Print the stretch of the forum thread from "Dead on the" through "(Aug 18, 2005)" without changing any wording.

EXTRACTED TEXT:
* START *
Well, what do ya know - I liked Agent Smith in the Matric movies.


----------



## Gloomy_Gus (Jul 11, 2006)

You are just like Jack Torrence from The Shining. You weren't always crazy. You slowly turned crazy from spending too much time with yourself. Get outside and see the sun! Being a psychopath is only fun for a little while; eventually all this killing and talking to yourself gets a little boring.

Dead on the money! Except I answered the question "How would you kill somebody" with "A kung fu chop". I don't think Jack did that.


----------



## grim reaper (Aug 18, 2005)

You are just like Jack Torrence from The Shining. You weren't always crazy. You slowly turned crazy from spending too much time with yourself. Get outside and see the sun! Being a psychopath is only fun for a little while; eventually all this killing and talking to yourself gets a little boring.
* END *
RECORD LIST:
* START *
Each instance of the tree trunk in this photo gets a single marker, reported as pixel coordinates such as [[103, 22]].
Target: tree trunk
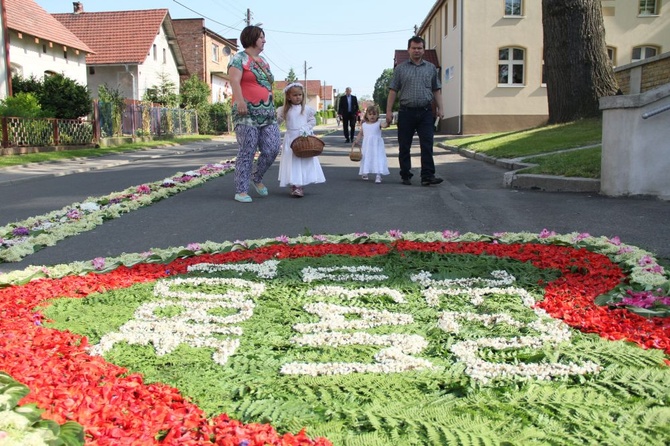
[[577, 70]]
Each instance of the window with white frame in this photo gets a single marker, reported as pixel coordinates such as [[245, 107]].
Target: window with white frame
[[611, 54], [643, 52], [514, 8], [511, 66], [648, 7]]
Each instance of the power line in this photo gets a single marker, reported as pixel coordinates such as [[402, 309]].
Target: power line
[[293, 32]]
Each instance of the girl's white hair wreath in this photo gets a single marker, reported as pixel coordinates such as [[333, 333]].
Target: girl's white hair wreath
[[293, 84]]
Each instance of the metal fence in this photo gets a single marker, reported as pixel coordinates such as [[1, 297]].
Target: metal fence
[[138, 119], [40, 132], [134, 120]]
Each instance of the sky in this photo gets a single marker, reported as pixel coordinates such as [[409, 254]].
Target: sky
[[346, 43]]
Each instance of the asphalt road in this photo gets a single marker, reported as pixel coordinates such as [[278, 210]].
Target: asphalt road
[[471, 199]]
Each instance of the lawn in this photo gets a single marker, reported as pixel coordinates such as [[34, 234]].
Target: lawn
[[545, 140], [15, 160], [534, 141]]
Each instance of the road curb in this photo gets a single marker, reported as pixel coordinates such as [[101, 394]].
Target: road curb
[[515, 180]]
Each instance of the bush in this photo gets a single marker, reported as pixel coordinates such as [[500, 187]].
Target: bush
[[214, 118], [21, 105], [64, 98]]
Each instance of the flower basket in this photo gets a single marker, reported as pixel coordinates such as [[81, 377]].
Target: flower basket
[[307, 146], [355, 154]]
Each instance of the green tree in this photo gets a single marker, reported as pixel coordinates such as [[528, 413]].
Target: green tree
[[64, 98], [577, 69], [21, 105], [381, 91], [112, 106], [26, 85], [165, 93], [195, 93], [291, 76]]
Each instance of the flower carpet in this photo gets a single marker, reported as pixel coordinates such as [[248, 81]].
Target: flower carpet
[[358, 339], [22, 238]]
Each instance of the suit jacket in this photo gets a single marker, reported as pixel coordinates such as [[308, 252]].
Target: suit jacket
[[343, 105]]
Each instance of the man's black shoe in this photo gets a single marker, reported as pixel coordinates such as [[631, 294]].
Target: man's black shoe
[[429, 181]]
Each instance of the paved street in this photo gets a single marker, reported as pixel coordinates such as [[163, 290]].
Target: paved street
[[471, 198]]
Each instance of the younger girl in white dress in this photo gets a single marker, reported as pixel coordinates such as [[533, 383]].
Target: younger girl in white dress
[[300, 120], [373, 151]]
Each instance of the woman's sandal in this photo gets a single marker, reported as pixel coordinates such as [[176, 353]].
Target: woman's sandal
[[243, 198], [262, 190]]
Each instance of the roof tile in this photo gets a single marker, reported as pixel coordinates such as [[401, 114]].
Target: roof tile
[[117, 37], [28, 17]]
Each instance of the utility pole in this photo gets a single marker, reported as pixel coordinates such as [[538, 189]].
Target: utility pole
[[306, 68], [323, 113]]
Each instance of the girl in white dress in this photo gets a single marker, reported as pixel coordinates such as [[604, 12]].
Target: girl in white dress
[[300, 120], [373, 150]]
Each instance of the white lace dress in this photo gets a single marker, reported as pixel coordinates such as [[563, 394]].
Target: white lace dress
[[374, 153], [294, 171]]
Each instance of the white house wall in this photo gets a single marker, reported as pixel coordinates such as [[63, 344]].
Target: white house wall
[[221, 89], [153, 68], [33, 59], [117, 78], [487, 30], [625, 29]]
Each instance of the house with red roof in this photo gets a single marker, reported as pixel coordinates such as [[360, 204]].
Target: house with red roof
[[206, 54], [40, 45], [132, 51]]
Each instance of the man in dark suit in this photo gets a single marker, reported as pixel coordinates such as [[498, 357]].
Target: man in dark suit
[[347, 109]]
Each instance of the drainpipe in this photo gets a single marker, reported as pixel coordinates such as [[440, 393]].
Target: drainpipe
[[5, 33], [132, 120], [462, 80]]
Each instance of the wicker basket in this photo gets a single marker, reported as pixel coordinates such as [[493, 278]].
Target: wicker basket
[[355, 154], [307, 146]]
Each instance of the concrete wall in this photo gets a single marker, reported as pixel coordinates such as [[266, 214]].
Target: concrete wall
* END *
WRITTEN RESPONSE:
Dead on the money! Except I answered the question "How would you kill somebody" with "A kung fu chop". I don't think Jack did that.


----------



## grim reaper (Aug 18, 2005)